= EXERCISE DIRECTIONS =
As an exercise, transcribe the data below in full and exactly, omitting pictures.

(Region pointing data)
- Opening Delimiter -

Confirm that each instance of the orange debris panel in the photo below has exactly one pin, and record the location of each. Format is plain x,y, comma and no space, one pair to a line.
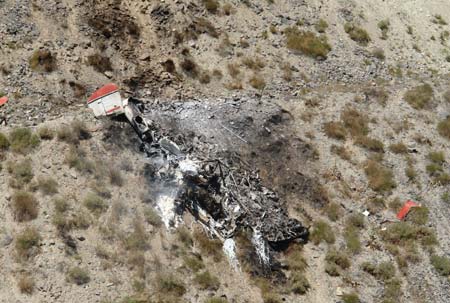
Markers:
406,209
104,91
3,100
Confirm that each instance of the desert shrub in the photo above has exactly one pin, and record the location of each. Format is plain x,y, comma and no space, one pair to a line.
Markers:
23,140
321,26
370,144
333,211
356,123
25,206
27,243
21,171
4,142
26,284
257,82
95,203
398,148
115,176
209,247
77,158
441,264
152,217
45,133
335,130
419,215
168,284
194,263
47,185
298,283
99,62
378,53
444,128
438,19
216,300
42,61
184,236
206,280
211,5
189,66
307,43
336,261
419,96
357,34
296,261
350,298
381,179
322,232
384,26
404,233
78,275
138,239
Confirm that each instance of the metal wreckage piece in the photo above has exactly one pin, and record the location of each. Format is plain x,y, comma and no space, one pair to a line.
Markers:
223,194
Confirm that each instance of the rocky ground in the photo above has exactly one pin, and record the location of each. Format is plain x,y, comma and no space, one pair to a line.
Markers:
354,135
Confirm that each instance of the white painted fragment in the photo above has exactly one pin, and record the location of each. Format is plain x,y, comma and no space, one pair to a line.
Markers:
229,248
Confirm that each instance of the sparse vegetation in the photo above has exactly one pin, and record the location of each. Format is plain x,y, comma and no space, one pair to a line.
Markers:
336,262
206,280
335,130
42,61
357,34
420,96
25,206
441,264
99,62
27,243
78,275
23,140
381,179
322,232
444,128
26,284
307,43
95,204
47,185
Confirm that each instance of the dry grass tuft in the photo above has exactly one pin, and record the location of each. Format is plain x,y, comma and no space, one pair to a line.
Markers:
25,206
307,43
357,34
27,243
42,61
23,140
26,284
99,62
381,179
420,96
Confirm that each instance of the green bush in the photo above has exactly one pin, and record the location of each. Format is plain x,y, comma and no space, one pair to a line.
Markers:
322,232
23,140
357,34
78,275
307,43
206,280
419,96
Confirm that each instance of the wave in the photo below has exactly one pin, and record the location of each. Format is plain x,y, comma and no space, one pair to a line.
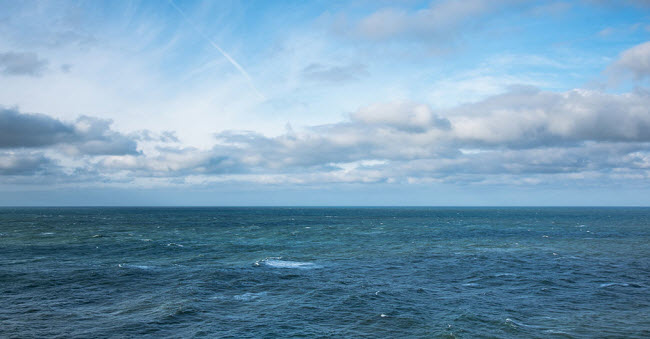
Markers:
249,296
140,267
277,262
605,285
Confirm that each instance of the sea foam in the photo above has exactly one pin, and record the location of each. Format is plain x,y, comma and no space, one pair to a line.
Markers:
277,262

- Closing Delimiter -

= SOLUTION FOR THIS PROBLEM =
Confirm that each instance of the orange debris panel in the photo below has exactly one pin, and record the location of each. Format is plain x,y, comma and no space, one pair to a line.
Markers:
406,209
104,91
3,100
Confirm that each instance of the desert shrub in the photo above has exactly one pin, and record the location of each. Format is plain x,y, comma and no space, one pair to a line.
Markers:
23,140
321,26
370,144
333,211
356,123
25,206
27,243
21,171
4,142
26,284
257,82
95,203
398,148
115,176
209,247
77,158
441,264
152,217
45,133
335,130
419,215
168,284
194,263
47,185
298,283
99,62
378,53
444,128
438,19
216,300
42,61
184,236
206,280
211,5
189,66
307,43
336,261
419,96
357,34
296,261
350,298
381,179
322,232
384,26
404,233
78,275
138,239
Confirm that each instance of the metal wreckage piece in the photo above has exactly one pin, and record the location of each. Format is plain x,y, comma and no space, one pair to a line.
Markers:
223,194
Confirm that each instance of the rocky ground in the photo above has exactly one pin, and record the location of each. Format is plain x,y, comma and no space, one pair to a line.
Markers:
354,135
Confirm that each instance of the white painted fragment in the photo above has exactly one pin, and record the location of each. Format is plain x,y, comma and no space, one pair to a line.
Markers:
229,248
Confirm that each instance of the sparse vegetation in the photo above has exactly one pin, and record the location of each. Format is plain x,y, comma and no space, one pair to a line.
Markers:
336,262
206,280
335,130
42,61
357,34
420,96
25,206
441,264
99,62
27,243
78,275
23,140
381,179
322,232
444,128
26,284
307,43
95,204
47,185
Confirm that each instance of the dry grass tuft in the photo above has exactly one pin, and record the location of each. Format is plain x,y, comma and no space, one pair to a line.
Markers:
25,206
307,43
357,34
27,243
42,61
23,140
26,284
99,62
381,179
420,96
Confirm that each instance of the green bush in the photo above has exactly one pin, and record the location of each. Format is plain x,y, comma and no space, one pair to a line.
Markers:
322,232
23,140
357,34
78,275
307,43
206,280
419,96
Confirm that each instance of the wave in the photo below has exactly one pin, and record the location of each. Format is plain x,y, comma and no space, one pair to a line.
Markers:
249,296
140,267
277,262
605,285
Confirm that each instance of the sea foam in the photo above has exactly one pin, and record the location of each. Format is plain x,y, comma and no space, one pair to a line.
Markers:
277,262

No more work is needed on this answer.